TASK DESCRIPTION: Copy the line with "of the sliced" and all lines following it through the last line of the entries, exactly as written.

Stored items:

_ _ _ _

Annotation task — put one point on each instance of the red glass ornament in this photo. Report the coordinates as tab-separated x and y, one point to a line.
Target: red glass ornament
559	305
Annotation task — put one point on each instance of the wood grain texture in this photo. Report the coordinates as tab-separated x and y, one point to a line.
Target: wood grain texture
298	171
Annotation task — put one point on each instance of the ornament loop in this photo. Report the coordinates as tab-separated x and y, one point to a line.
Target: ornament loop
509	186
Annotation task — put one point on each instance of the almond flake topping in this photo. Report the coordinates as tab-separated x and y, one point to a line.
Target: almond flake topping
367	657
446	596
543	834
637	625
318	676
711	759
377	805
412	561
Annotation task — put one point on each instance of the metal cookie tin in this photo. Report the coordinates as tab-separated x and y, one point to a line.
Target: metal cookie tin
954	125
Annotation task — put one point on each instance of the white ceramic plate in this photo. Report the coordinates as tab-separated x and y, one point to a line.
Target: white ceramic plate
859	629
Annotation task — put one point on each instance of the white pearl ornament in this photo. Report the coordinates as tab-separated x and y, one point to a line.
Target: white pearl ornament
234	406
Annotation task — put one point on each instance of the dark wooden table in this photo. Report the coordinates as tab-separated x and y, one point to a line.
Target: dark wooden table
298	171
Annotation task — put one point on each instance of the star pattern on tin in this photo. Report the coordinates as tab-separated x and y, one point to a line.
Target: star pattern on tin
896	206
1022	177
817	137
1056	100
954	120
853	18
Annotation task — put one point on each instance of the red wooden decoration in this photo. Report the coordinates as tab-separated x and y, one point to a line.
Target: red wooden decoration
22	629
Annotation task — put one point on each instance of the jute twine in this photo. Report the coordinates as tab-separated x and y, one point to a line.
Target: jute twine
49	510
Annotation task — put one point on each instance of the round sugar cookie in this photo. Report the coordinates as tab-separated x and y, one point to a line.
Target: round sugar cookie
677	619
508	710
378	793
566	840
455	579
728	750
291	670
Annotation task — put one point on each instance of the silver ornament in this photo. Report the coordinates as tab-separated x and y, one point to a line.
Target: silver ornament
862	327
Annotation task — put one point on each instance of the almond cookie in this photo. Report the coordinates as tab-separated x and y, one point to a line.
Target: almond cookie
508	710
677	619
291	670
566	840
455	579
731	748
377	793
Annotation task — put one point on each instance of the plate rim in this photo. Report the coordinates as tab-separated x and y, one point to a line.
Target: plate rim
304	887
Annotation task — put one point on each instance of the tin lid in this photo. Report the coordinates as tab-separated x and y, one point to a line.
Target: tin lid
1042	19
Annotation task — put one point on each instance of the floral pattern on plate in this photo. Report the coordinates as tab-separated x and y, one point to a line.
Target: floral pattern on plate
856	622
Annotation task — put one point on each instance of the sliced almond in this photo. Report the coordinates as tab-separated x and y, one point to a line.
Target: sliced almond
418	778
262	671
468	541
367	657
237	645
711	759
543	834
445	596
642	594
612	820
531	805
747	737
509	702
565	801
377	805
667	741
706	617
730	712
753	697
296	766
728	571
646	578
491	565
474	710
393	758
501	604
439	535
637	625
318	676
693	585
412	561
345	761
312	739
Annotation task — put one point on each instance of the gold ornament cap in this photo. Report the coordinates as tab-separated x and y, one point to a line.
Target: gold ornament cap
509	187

_ _ _ _

WORKED SOLUTION:
Annotation task — put one point on each instance of the sliced almond in this photo. Report the coordinates as tab-separated x and y, one point to a line.
Target: sliced almond
418	778
262	671
468	541
367	657
237	645
711	759
543	834
445	596
642	594
612	820
531	805
747	737
509	702
565	801
377	805
667	741
706	617
730	712
753	697
296	766
728	571
646	578
491	565
474	710
393	758
501	604
439	535
637	625
318	676
693	585
412	561
345	761
312	739
Annotation task — put one point on each instance of the gold ornament cap in this photo. Report the coordinates as tab-separated x and y, one point to a line.
Target: gold ornament cap
509	187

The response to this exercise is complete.